- PROBLEM DETAILS -
All of the entries must be output exactly as they are.

[Data items]
****
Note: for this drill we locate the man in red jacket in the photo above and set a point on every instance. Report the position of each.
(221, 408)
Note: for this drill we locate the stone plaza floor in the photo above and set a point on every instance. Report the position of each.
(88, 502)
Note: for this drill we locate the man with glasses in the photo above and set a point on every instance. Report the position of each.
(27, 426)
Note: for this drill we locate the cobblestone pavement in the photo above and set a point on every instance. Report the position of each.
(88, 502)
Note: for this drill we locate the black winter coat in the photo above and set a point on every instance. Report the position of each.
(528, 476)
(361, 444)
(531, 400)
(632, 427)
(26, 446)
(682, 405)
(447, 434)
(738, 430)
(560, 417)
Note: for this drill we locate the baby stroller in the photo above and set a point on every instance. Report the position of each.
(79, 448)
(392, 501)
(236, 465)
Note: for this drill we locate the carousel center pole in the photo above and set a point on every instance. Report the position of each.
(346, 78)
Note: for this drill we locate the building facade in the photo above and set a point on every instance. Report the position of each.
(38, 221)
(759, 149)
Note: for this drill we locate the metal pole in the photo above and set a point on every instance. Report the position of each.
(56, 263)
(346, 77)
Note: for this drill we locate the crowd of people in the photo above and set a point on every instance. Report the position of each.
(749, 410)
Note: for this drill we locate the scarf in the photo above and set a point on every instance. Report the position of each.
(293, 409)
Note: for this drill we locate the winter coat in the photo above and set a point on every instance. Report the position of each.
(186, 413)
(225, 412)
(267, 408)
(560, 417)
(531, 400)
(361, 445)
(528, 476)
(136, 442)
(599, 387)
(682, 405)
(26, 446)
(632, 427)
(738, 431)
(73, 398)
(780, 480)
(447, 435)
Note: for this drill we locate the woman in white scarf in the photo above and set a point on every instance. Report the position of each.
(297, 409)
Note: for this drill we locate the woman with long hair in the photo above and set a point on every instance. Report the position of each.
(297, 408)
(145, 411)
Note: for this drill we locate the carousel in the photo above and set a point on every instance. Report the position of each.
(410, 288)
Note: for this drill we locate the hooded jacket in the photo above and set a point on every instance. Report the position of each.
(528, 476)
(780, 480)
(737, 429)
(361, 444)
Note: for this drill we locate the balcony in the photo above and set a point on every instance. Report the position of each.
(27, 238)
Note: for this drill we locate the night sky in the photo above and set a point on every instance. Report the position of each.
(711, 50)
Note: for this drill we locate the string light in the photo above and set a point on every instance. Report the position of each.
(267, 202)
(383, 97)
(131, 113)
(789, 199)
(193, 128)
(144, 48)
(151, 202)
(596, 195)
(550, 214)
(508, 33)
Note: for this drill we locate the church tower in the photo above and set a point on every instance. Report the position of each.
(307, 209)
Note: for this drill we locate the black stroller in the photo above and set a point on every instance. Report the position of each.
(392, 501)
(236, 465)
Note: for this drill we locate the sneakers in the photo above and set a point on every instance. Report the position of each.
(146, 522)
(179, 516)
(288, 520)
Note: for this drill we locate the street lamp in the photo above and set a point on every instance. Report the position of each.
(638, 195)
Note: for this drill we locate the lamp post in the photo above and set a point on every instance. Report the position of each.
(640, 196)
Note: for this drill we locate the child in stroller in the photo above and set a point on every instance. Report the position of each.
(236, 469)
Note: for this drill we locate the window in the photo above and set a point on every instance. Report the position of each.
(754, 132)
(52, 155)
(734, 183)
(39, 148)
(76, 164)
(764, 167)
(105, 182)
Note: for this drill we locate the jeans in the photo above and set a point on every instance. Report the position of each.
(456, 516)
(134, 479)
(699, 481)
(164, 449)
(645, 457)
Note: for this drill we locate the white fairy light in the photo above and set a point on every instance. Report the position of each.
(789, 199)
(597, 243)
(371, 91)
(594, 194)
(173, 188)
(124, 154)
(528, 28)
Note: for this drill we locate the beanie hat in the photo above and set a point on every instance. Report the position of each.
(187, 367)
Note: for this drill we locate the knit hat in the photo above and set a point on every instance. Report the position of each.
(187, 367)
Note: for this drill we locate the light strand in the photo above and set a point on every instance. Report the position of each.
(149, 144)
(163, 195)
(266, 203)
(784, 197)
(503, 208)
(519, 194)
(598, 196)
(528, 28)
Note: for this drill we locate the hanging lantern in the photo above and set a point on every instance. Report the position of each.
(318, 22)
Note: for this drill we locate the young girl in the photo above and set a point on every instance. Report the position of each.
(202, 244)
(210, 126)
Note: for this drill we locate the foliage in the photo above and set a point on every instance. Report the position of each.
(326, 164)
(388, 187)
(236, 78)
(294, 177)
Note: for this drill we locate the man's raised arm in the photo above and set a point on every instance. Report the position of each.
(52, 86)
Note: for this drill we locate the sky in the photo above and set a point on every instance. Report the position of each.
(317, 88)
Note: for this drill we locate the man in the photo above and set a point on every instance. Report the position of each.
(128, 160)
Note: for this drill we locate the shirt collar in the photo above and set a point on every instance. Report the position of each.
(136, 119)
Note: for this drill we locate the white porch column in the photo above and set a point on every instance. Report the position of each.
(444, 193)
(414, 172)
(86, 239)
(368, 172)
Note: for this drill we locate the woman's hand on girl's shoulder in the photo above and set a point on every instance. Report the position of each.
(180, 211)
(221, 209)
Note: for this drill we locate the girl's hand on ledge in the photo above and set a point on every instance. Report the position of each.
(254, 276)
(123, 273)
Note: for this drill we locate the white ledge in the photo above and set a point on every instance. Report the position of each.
****
- SOLVED EXERCISE -
Note: for this drill we locate the man in red jacket in the photo above and set a point on every instance. Report the position of each.
(221, 408)
Note: for this drill we locate the stone plaza floor in the photo above and set a point on every instance. Report the position of each.
(88, 502)
Note: for this drill we locate the man with glasses in the photo above and set a point on every instance. Report the position of each.
(27, 426)
Note: for this drill we locate the cobblestone pavement in the photo above and set a point on every instance. Report the position of each.
(88, 502)
Note: for this drill we locate the black winter coat in the photo above and set a point on every instance. Report the position of each.
(528, 476)
(361, 444)
(531, 400)
(632, 427)
(26, 446)
(682, 405)
(447, 434)
(738, 430)
(560, 417)
Note: for this drill we locate the baby stroller in the photo above and set a point on every instance. Report the position of each.
(79, 448)
(392, 501)
(236, 465)
Note: for this drill we locate the carousel center pole in the photo above and set a point on every instance. Report the position of each.
(346, 78)
Note: for this drill we locate the building facade in the photo above and set a point on every instance. Report the position of each.
(38, 221)
(759, 149)
Note: for this drill we locate the metal pole in the photo above and set a point on every instance. Report the position of each.
(56, 263)
(346, 77)
Note: for this drill we locate the crowd of people in the photo above and set a point on every instance. Report the position of each.
(749, 410)
Note: for this drill we locate the scarf in the photo above and set a point on every instance. Report the position of each.
(293, 409)
Note: for this drill we locate the winter coat in the photo above and set a point on every instance. Report the position of each.
(186, 413)
(225, 412)
(267, 408)
(560, 417)
(531, 400)
(361, 445)
(528, 476)
(136, 442)
(599, 387)
(682, 405)
(26, 446)
(632, 427)
(738, 431)
(73, 398)
(780, 480)
(447, 435)
Note: for this drill we locate the woman in white scarf in the photo above and set a point on every instance. Report the position of each.
(297, 409)
Note: for this drill we locate the woman with long hair in the photo above and set a point on every instance. Report the position of each.
(297, 408)
(145, 411)
Note: for this drill we locate the carousel in the photo above and set a point on every instance. Report the position of each.
(410, 288)
Note: for this drill we locate the hooded jacket in the photo above and set a point on every instance. Report the position of each.
(528, 476)
(780, 480)
(737, 429)
(361, 444)
Note: for this drill we locate the balcony in the photo above and set a point on every instance. Report the position of each.
(27, 238)
Note: for this drill we locate the night sky in the photo above and set a point on every instance. Report the position of each.
(711, 50)
Note: for this drill we locate the string light in the photo above and set a point on every instance. Report the position of each.
(267, 202)
(383, 97)
(131, 113)
(789, 199)
(193, 128)
(144, 48)
(151, 202)
(596, 195)
(550, 214)
(508, 33)
Note: for this drill we locate the church tower in the photo above and set a point on every instance. Report the position of each.
(307, 209)
Note: for this drill we locate the black stroller in the photo above and set a point on every instance. Report the position of each.
(392, 501)
(236, 465)
Note: for this drill we locate the sneakers in the photo above and set a point on every instance. Report the position of each.
(146, 522)
(179, 516)
(288, 520)
Note: for this drill we locate the street lamp in the photo above and set a point on every instance. Report the position of each.
(638, 195)
Note: for this drill we locate the lamp post in the photo above and set a point on every instance. Report the position of each.
(640, 196)
Note: for this drill we locate the child in stroller in the photo above and set a point on every instance. Report the position of each.
(236, 469)
Note: for this drill we locate the window in the photo above and set a point on every instance. Report the position of each.
(754, 132)
(52, 155)
(734, 183)
(39, 148)
(76, 164)
(764, 167)
(105, 182)
Note: for this drill we locate the jeans in the photo above and set a point on every instance. Report the position of each.
(456, 516)
(134, 479)
(699, 481)
(164, 449)
(645, 457)
Note: for this drill we locate the white fairy light in the photo above and set a point on every instance. Report the position of each.
(789, 199)
(597, 243)
(371, 91)
(594, 194)
(173, 188)
(124, 154)
(528, 28)
Note: for this drill we locate the beanie hat in the photo above and set a point on every instance. Report the position of each.
(187, 367)
Note: for this drill we locate the knit hat in the photo above and set a point on every instance. Report the position of each.
(187, 367)
Note: for this drill we locate the light strand in the photo above and set a point on every instance. Report the position of each.
(149, 144)
(163, 195)
(266, 203)
(784, 197)
(503, 208)
(519, 194)
(598, 196)
(528, 28)
Note: for this drill we locate the hanging lantern in the photo above and set a point on every instance. Report the position of each.
(318, 22)
Note: for this drill we locate the young girl in the photo above and set a point on every instance. Report the position of each.
(202, 244)
(210, 126)
Note: for this drill we locate the foliage in the photo above and set a point on every instance. Report the position of each.
(326, 164)
(388, 187)
(236, 78)
(294, 177)
Note: for this drill we locate the man's raised arm in the photo above and set a point on every instance. Report the position of each.
(52, 86)
Note: for this drill we locate the sky in the photo above and set a point on every instance. Report the position of each.
(317, 88)
Note: for this drill we locate the man in the photo above and set a point on every instance. Report the position of each.
(128, 160)
Note: for this drill we locate the shirt collar in the photo above and set a point on every instance. Report the position of each.
(136, 119)
Note: for this drill we locate the white porch column in the photo above and set a point on every instance. Report the position of each.
(444, 193)
(414, 172)
(86, 239)
(368, 172)
Note: for this drill we locate the woman's hand on girl's shoulder in the photo above and set a point on every instance. Report the position of each.
(180, 211)
(221, 209)
Note: for this drill we locate the girl's hand on ledge in the photo above and set a point on every instance. Report the position of each.
(254, 276)
(123, 273)
Note: for this drill we locate the white ledge in the photo above and set a point on every instance. Report the position of each.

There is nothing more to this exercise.